New Student ID Cards to Include Mental Health

By Kelly Kennedy, Senior Writer

Manhattan College administration will be administering new student ID cards with mental health crisis hotlines printed on the back as part of a new initiative to promote wellness resources. The idea was brought to administration by two student athletes, Teddy Segmuller and Kaya Simpson.

Ronald Gray, vice president of student life, spoke about the duties of administration and the MC community to look out for the mental health of the students. 

“Having access to these resources is critical,” Gray said. “We know that one out of every two students struggles with mental health, depression, anxiety, and we know that is coming out of COVID and out of the responsibilities that have increased for students over the number of years.”

The updated cards will begin rolling out this semester with the updates to the Hayden Hall ID system and continuing into fall 2023.

This new initiative is a collective effort from many across the school, particularly the Wellness and Flourishing Council and the Student Athlete Advisory Council. 

Esmilda Abreu-Hornbostel, dean of students and co-chair of the Wellness and Flourishing Council, spoke about the origins of the initiative and the reason for the hotlines. 

 “We wanted to institutionalize how people got resources,” Abreu-Hornbostel said. “They [the students] wanted three numbers on the back of the ID. When everything got discussed and unpacked, it’s pretty clear that we needed to go a little broader than just the suicide hotline. So we got the sexual assault awareness number on there, as well as 911, 7333 and the general public safety number as well.” 

By having these mental health and crisis hotlines on the back of every student ID card, students will have access to help and resources anywhere, at any time.
**********
**EXERCISE A**
In the article on Manhattan College's new student ID cards, which two student athletes brought the idea to administration?
**EXERCISE B**
Write the next part of the article on Manhattan College's new student ID cards, picking up after its final sentence.

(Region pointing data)
**********
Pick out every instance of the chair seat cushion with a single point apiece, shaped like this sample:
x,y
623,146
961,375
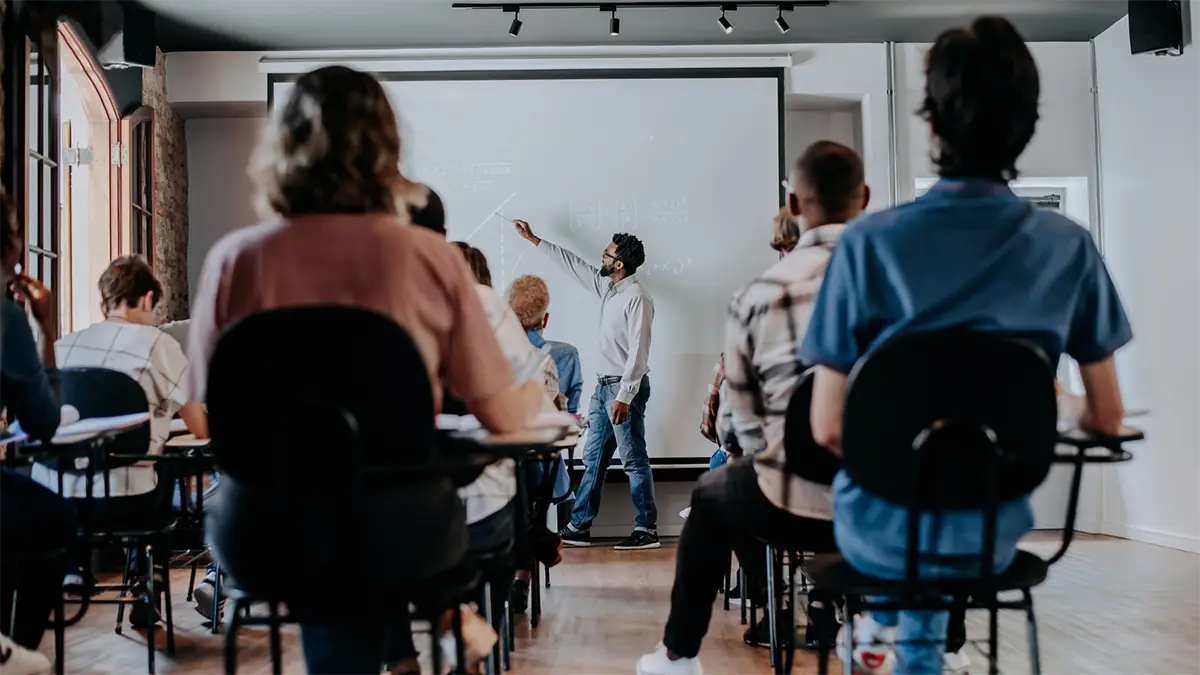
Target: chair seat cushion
x,y
834,574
**********
**RESPONSE BOX A**
Teddy Segmuller and Kaya Simpson.

**RESPONSE BOX B**
Jennifer McArdle, director of the counseling center and co-chair of the Wellness and Flourishing Council, spoke about the initiative students are taking in order to promote the wellbeing of those around them. 

“I think it’s just tremendous that the students are disseminating a lot of this very important information,” McArdle said. “So it’s really at the fingertips for our students. Because sometimes that’s what makes the difference for somebody in crisis- right here, right now.”

Segmuller and Simpson came to administration last fall when the process began. They recognized the need for mental health resources to be readily available to students and wanted to find a way to bring it to the campus community.

“When they approached me with the idea I was immediately thrilled with it and Dr. Abreu reached out with all the resources to get the physical part of it done,” McArdle said. “I just think it’s a wonderful first step to continue providing these resources during a mental health pandemic.” 

On March 22, the first step of this initiative will be taking place, where bag tags and phone stickers with the crisis hotlines written on them will be given out to students. Students can also receive these items at school sporting events. Some of these items will also include a QR code, which takes students to a LinkTree that provides a multitude of mental health resources both on and off campus.

These new mental health initiatives will also be highlighting what resources students have available to them on campus.

“This is definitely something we’re committed to because when it comes to mental health, our campus is uniquely poised to address it,” Abreu-Hornbostel said. “I’ll brag a little but we have a really excellent Counseling Center. So it’s a testament of their work, but also, it’s a testament of the way in which the institution supports their work.”

For students struggling with mental health, there are many resources on campus available to help, including the Counseling Center, the Health Center and the Lasallian Women and Gender Research Center (LWGRC) among others.

“That’s the critical thing, finding the right support for you is important and that’s something that we want to make sure that we prioritize for our students,” Gray said.

Many members of the Manhattan College community have gotten involved in this effort to support mental health, including the LWGRC, Student Government Association and the athletic department. Abreu-Hornbostel credits students such as Alixandria James, a wellbeing ambassador, and Emilia O’Neill, a LWGRC intern, for bringing up this concern and finding a way to help the MC community.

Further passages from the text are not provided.